Polecenie 1: Przepisz jako listę numerowaną wiersze rekordów, począwszy od wiersza zawierającego „Wildlife camera-trap request: tag the fallen”, a skończywszy na ostatnim wierszu rekordów, z pominięciem pustych wierszy. Obrazów nie umieszczaj w odpowiedzi.

Udostępniony fragment:
HGG 2018: Polska przegrała z Chile

Materiały prasowe / Hearthstone Global Games
Materiały prasowe / Hearthstone Global Games

W ramach piątego tygodnia Hearthstone Global Games reprezentacja Polski przegrała z Chile 1:3. Tym samym Polacy posiadają na swoim koncie trzy zwycięstwa i dwie porażki. Będą mieli ostatnią szansę, aby awansować do najlepszej szesnastki turnieju.

Do pierwszego pojedynku stanął Kacper "A83650" Kwieciński. Przygotował Odd Rogue'a (Nieparzystego Łotra) i stanął w szranki z Elemental Shamanem (Szamanem pod Żywiołaki) Chilijczyka "Tempo". Już od drugiej tury Polak musiał zmagać się z przewagą przeciwnika na stole. Rozgrywka wyglądała tak, że cały czas gracze walczyli o to, aby mieć więcej wystawionych stronników niż przeciwnik. Kwiecińskiemu udało się kontrować zagrania "Tempo", lecz przy tym tracił punkty zdrowia. W ósmej turze za pomocą Al'Akira, Władcy Wichrów Chilijczyk zostawił Polakowi zaledwie cztery punkty zdrowia. W swojej kolejce "A83650" nie miał żadnego stronnika z prowokacją, a na ręce przeciwnika czekał Dowódca Argentu, który posiada Szarżę i akurat tyle punktów ataku co zdrowie Kwiecińskiego. Dziewiąta tura była niestety ostatnią w tym pojedynku.

Kolejną walkę rozpoczął Łukasz "Tuttek" Lipka. Zaprezentował nam Even Shamana (Parzystego Szamana), a jego przeciwnik "Anguistar" zdecydował się na Zoo Warlocka (Czarnoksiężnika pod stronników o niskim koszcie). Rozgrywka rozpoczęła się niefortunnie dla "Tuttka", gdyż w drugiej turze na ręce miał aż cztery karty o koszcie sześć lub wyższym, a Chilijczyk nie zamierzał czekać. Przejął całkowitą kontrolę nad stołem, a Lipka nie miał jak na to zareagować. Już w siódmej turze byliśmy świadkami jak portret Szamana wybucha.

Wiersze danych:
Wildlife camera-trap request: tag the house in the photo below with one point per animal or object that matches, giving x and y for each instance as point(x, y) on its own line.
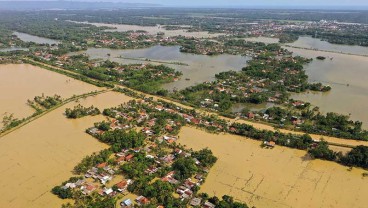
point(122, 185)
point(208, 204)
point(250, 115)
point(168, 158)
point(101, 165)
point(120, 159)
point(270, 144)
point(141, 200)
point(126, 203)
point(108, 191)
point(129, 157)
point(170, 178)
point(195, 202)
point(89, 188)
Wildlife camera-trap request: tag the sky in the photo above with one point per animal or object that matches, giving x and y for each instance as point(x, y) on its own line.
point(245, 3)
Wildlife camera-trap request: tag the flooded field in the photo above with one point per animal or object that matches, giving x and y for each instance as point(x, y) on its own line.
point(153, 30)
point(31, 38)
point(20, 82)
point(263, 40)
point(347, 75)
point(197, 68)
point(314, 43)
point(13, 49)
point(277, 178)
point(42, 154)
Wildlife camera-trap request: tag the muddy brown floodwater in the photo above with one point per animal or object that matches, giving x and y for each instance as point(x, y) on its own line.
point(153, 30)
point(42, 154)
point(278, 178)
point(20, 82)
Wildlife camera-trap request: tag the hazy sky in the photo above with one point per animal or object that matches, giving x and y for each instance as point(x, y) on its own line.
point(272, 3)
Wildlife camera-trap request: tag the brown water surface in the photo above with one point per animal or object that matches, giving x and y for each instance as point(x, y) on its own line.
point(278, 178)
point(20, 82)
point(42, 154)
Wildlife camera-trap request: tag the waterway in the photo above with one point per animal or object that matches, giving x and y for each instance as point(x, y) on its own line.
point(196, 68)
point(36, 39)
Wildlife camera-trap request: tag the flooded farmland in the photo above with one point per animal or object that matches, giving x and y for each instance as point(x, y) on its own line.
point(317, 44)
point(196, 69)
point(276, 177)
point(42, 154)
point(153, 30)
point(31, 38)
point(349, 84)
point(20, 82)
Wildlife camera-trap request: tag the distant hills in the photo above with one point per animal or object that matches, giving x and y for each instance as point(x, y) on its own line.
point(68, 5)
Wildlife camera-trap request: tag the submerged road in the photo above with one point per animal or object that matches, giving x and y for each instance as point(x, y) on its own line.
point(333, 141)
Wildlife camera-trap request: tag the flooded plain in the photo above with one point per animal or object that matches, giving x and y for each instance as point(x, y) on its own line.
point(317, 44)
point(20, 82)
point(42, 154)
point(31, 38)
point(13, 49)
point(196, 68)
point(279, 177)
point(153, 30)
point(347, 75)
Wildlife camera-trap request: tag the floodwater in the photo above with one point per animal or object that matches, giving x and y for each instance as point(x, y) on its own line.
point(13, 49)
point(279, 177)
point(347, 75)
point(267, 40)
point(153, 30)
point(315, 43)
point(32, 38)
point(42, 154)
point(20, 82)
point(201, 68)
point(238, 107)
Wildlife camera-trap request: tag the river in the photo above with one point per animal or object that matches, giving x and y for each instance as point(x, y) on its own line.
point(314, 43)
point(153, 30)
point(198, 68)
point(36, 39)
point(20, 82)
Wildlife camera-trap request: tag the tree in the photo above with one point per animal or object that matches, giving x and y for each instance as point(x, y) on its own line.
point(184, 168)
point(322, 151)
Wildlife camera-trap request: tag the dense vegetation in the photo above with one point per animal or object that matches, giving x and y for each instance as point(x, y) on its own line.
point(81, 111)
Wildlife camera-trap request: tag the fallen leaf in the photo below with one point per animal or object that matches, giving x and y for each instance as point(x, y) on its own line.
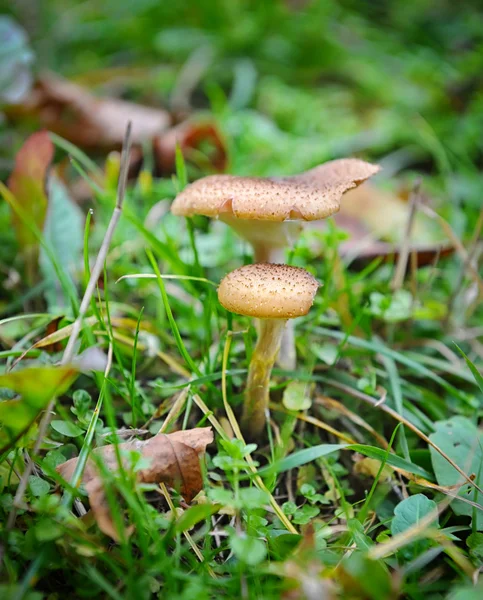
point(99, 123)
point(27, 183)
point(16, 60)
point(85, 120)
point(64, 235)
point(191, 136)
point(35, 387)
point(375, 221)
point(173, 459)
point(52, 328)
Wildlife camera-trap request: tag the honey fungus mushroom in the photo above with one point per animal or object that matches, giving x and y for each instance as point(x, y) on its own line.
point(268, 212)
point(273, 294)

Polecenie 2: Oceń, czy poniższe stwierdzenia zgadzają się z artykułem o meczu Polski z Chile: (a) reprezentacja Polski przegrała z Chile 1:3; (b) Kacper „A83650” Kwieciński grał Parzystym Szamanem; (c) w drugiej walce portret Szamana wybuchł w dziewiątej turze. Przy każdym odpowiedz „tak” lub „nie” i przytocz dosłownie rozstrzygające słowa artykułu.

Wynik ćwiczenia 1:
1. Wildlife camera-trap request: tag the fallen leaf in the photo below with one point per animal or object that matches, giving x and y for each instance as point(x, y) on its own line.
2. point(99, 123)
3. point(27, 183)
4. point(16, 60)
5. point(85, 120)
6. point(64, 235)
7. point(191, 136)
8. point(35, 387)
9. point(375, 221)
10. point(173, 459)
11. point(52, 328)
12. Wildlife camera-trap request: tag the honey fungus mushroom in the photo above with one point per animal or object that matches, giving x and y for each instance as point(x, y) on its own line.
13. point(268, 212)
14. point(273, 294)

Wynik ćwiczenia 2:
(a) Tak: „reprezentacja Polski przegrała z Chile 1:3”.
(b) Nie: „Przygotował Odd Rogue'a (Nieparzystego Łotra)”.
(c) Nie: „Już w siódmej turze byliśmy świadkami jak portret Szamana wybucha”.